# QUOTED TEXT
If i know that the value of the SFR parcel if sold individually is $200k and the value of the adjacent vacant parcel is $50k then in an assemblage they both get discounted, not just the vacant lot. That's because *from an investor-buyer's* perspective the short term profit motive to which we normally attribute to a profit-driven investor lies in flipping both parcels, not just the one.

Long story short, unless you actually have direct comparables with the same unit mix (1 SFR + 1 Vacant) you have to get to the retail of each first before you can develop a discount for the assemblage.

And if you have to go to the effort of doing a land sale value anyway, then that makes the "discounted" value an extra and arguably unnecessary step. For most mortgage lenders, anyway. IRL, if you give a portfolio lender the retail on each, they're usually going to do a single LTV on the improved property and either do no loan at all on the land or else simply take it as an abundance of caution.

As for having to do two reports, I don't see that. Nobody squawks about it when you do a proposed construction appraisal and actually use site sales to develop your opinion of site value - and then proceed to use that land value indication as your opinion of the "as is" value of that proposed construction. We do multiple values in appraisal reports all the time without it being a problem.

Now these lenders and the GSEs might have to kick these appraisal reports into manual review because their machine isn't set up to handle an auto-review of this type of appraisal problem, but they should still be able to use that report without going into meltdown mode.
Agree with all except the first...this property's only buyer is not necessarily a flipper - though it might be. Could be an owner occupant looking to live in the house and keep the lot for future investment or possibly build on the lot for themselves or family one day. Such as live in the older house, build a new one to occupy on the vacant lot, then sell the older house. Whatever their plan for the lot, buyer got a good terms low payment mortgage covering it out of the deal.....sweet- so maybe they need not discount by much?.

A vacant lot sold alone is either all cash buy, or owner fiancee at big chunk down /repay in short balloon terms. so ability to finance a vacant lot sale into a 30 year SF house mortgage has its own value.

IT is an oddball property for sure.
 
What if both lots have the same value as vacant? Sell separate (discounted) or as a whole? H&BU?
I do a lot of assignments like that, where my subject consists of multiple lots. I just had one earlier this year consisting of 9 separate and finished estate lots in a gated project. Each one of them had a different retail value. The value of the group included consideration of the length of time to sell them all off, what market conditions could be forecasted (guessed) to occur over the length of the holding term, the holding costs over the length of the holding term, the costs of sales and so on. By the time I got done with that analysis the value of the group was way less than the sum of the retail values. And i could not have done that analysis without using a retail value for each lot as my starting point.

# RECORDED DATA
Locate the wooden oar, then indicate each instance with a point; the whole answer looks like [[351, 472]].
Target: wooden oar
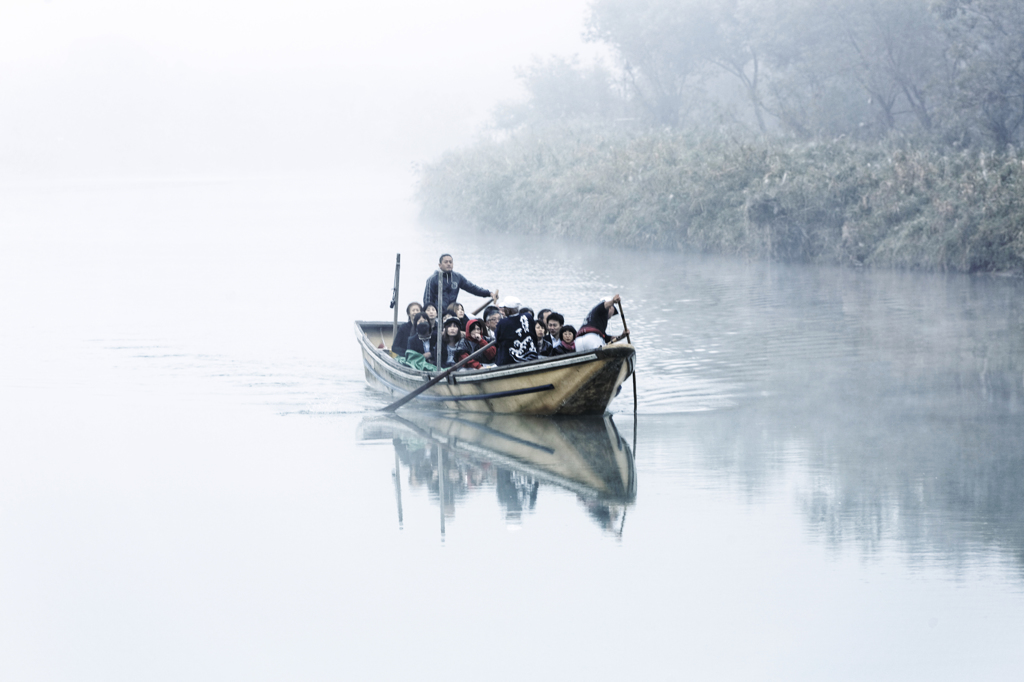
[[443, 375], [627, 332]]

# TO-DO LIST
a. In the appraisal discussion, what factors does the writer say went into valuing the group of 9 estate lots? List every one named.
b. According to the appraisal discussion, what is the value of the SFR parcel if it is sold individually?
c. Pick up the appraisal discussion after its last sentence and keep it going in the same voice. Leave the material out.

# ANSWERS GIVEN
a.
- The length of time to sell them all off
- The market conditions that could be forecast over the holding term
- The holding costs over the holding term
- The costs of sales

b. $200k.

c.
When it's just a single use like that my chances for finding directly comparable sales goes up significantly, so I had some of those sales to use, too. And yes, those assemblages virtually always sell for less/unit than if the units were sold off individually.
 
I think the
View attachment 42854I do not follow the logic of a "value in use" statement? The value is what the value is...and they are implying the value is zero (in use) but you need to value it at market. Again, as stated however, you do include the value in the grid and you are not doing 2 appraisals although you certainly need to support the value of the second lot with sales or extraction preferably.

In the last paragraph above it says how to add the contributory Value as a single line item adjustment. To do that you first must determine the market value of the extra lot just as the same process you determined the site value of the subjects site. Then you go through the gyrations of determining its actual contributory value, Assemblage

So in effect you have performed essentially three appraisals. Unless you don't consider developing Site value an appraisal, but just a component of the total SFR Appraisal

Not sure where they are getting Value in Use?

Back to assemblage. Example; Your assemblage is to be able to have enough room for a four unit apartment building which you could not do on any of the individual lots
There are many other reasons to use assemblage..

So i don't see how assemblage is proper for the argument thats taking place. AKA SFR BUT maybe I can create a scenario that would be legitimate for a SFR like they are talking about. Maybe the guy is refi to build a garage, His current site will not accommodate a garage. So he wants to assemble the two lots to get enough area to build his garage. Thats a legitimate purpose.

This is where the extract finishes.